[START OF Supplied entries]

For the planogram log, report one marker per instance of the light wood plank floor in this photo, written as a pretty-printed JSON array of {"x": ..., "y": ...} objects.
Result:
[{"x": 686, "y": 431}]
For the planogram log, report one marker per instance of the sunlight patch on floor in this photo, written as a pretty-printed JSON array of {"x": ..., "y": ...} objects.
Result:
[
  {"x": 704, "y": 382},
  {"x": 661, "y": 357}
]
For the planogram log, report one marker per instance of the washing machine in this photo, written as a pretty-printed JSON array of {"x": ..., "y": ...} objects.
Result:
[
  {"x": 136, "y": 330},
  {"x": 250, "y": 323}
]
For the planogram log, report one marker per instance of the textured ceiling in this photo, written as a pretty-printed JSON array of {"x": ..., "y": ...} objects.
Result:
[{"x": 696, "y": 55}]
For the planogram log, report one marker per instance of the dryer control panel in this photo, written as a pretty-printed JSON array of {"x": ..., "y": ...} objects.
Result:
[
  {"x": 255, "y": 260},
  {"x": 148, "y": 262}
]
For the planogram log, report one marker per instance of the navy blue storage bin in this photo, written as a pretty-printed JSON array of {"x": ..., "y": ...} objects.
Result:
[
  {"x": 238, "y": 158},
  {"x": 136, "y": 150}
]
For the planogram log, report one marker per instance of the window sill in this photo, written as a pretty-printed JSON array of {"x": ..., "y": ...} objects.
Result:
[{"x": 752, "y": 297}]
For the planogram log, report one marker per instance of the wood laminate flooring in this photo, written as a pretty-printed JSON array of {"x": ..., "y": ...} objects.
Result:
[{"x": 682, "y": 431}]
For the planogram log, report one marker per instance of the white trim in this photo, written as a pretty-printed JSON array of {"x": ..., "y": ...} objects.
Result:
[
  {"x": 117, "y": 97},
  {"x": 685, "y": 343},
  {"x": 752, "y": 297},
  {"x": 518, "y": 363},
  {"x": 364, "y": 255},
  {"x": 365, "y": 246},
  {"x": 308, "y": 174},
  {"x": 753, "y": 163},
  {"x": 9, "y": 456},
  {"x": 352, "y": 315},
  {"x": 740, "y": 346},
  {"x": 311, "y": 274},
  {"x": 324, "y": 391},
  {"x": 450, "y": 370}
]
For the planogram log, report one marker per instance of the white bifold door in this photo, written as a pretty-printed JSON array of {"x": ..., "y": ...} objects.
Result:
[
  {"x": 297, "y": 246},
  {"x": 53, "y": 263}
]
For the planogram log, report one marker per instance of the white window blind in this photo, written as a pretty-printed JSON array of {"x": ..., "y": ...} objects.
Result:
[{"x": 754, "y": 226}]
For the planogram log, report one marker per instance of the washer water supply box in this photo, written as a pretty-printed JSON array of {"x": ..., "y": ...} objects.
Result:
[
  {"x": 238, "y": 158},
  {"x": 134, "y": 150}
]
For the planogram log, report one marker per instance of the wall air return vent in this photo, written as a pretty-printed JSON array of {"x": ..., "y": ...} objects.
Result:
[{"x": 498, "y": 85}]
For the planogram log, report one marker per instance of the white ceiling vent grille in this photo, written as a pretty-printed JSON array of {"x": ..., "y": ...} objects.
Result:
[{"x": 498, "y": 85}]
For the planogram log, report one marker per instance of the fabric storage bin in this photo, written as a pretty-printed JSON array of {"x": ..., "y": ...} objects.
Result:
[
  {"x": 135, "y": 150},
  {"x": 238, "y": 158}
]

[END OF Supplied entries]

● **Instructions for the task**:
Copy the whole listing above line for line, keeping every word, number, and symbol unchanged.

● **Final result**:
For the planogram log, report one marker per instance of the light wood plank floor in this photo, written as a pretty-printed JSON array of {"x": ..., "y": ...} objects.
Result:
[{"x": 686, "y": 431}]
For the planogram log, report one marker per instance of the sunlight patch on floor in this photo, written as a pretty-printed JSON array of {"x": ..., "y": ...} objects.
Result:
[
  {"x": 704, "y": 382},
  {"x": 661, "y": 357}
]
For the planogram log, report one marker per instance of the washing machine in this photo, written as a pretty-printed JSON array of {"x": ..., "y": ...} objects.
Result:
[
  {"x": 136, "y": 330},
  {"x": 250, "y": 323}
]
For the planogram log, report one marker per instance of the textured ceiling in this photo, written as a pretty-printed JSON array of {"x": ..., "y": ...} objects.
Result:
[{"x": 696, "y": 55}]
For the planogram log, report one marker per instance of the dryer control panel in this photo, written as a pretty-printed JSON array of {"x": ..., "y": ...} objects.
Result:
[
  {"x": 255, "y": 260},
  {"x": 148, "y": 262}
]
For the planogram log, report one marker per instance of the navy blue storage bin in this photo, written as a pretty-printed JSON array of {"x": ..., "y": ...} objects.
Result:
[
  {"x": 238, "y": 158},
  {"x": 136, "y": 150}
]
For the planogram log, report one marker per instance of the window sill in this photo, written as a pretty-printed JSON array of {"x": ..., "y": ...} objects.
Result:
[{"x": 752, "y": 297}]
For the planogram log, report one marker per instance of the wood laminate flooring in this photo, written as a pretty-printed JSON array of {"x": ..., "y": ...} objects.
Result:
[{"x": 682, "y": 431}]
For the planogram log, report one marker per instance of the white trim in this photo, written as a pretty-printed JSON array of {"x": ..., "y": ...} objects.
Result:
[
  {"x": 117, "y": 97},
  {"x": 685, "y": 343},
  {"x": 752, "y": 297},
  {"x": 518, "y": 363},
  {"x": 364, "y": 255},
  {"x": 365, "y": 246},
  {"x": 308, "y": 174},
  {"x": 753, "y": 163},
  {"x": 9, "y": 456},
  {"x": 352, "y": 315},
  {"x": 740, "y": 346},
  {"x": 311, "y": 274},
  {"x": 324, "y": 391},
  {"x": 450, "y": 370}
]
For the planogram log, report one marker per instance of the white bifold door in this photo, written as a pretty-printed JSON array of {"x": ..., "y": ...} objects.
Result:
[
  {"x": 297, "y": 246},
  {"x": 53, "y": 263}
]
For the planogram log, report one marker per instance of the white window blind in this photo, written as a pretty-printed JSON array of {"x": ..., "y": ...} objects.
Result:
[{"x": 754, "y": 226}]
For the planogram log, report one marker per instance of the washer water supply box in this photo, written as a pretty-printed JSON array of {"x": ..., "y": ...} objects.
Result:
[
  {"x": 238, "y": 158},
  {"x": 134, "y": 150}
]
For the planogram log, report one marker per instance of the wall air return vent in this photo, written as a pretty-printed JSON array of {"x": ..., "y": ...} objects.
Result:
[{"x": 498, "y": 85}]
For the planogram log, report one marker per instance of the white ceiling vent grille in this photo, written as a pretty-printed JSON array of {"x": ..., "y": ...} objects.
Result:
[{"x": 498, "y": 85}]
For the planogram log, report one marker per instance of the fabric storage bin in this photo, written as a pretty-printed JSON array of {"x": ..., "y": ...} objects.
Result:
[
  {"x": 135, "y": 150},
  {"x": 238, "y": 158}
]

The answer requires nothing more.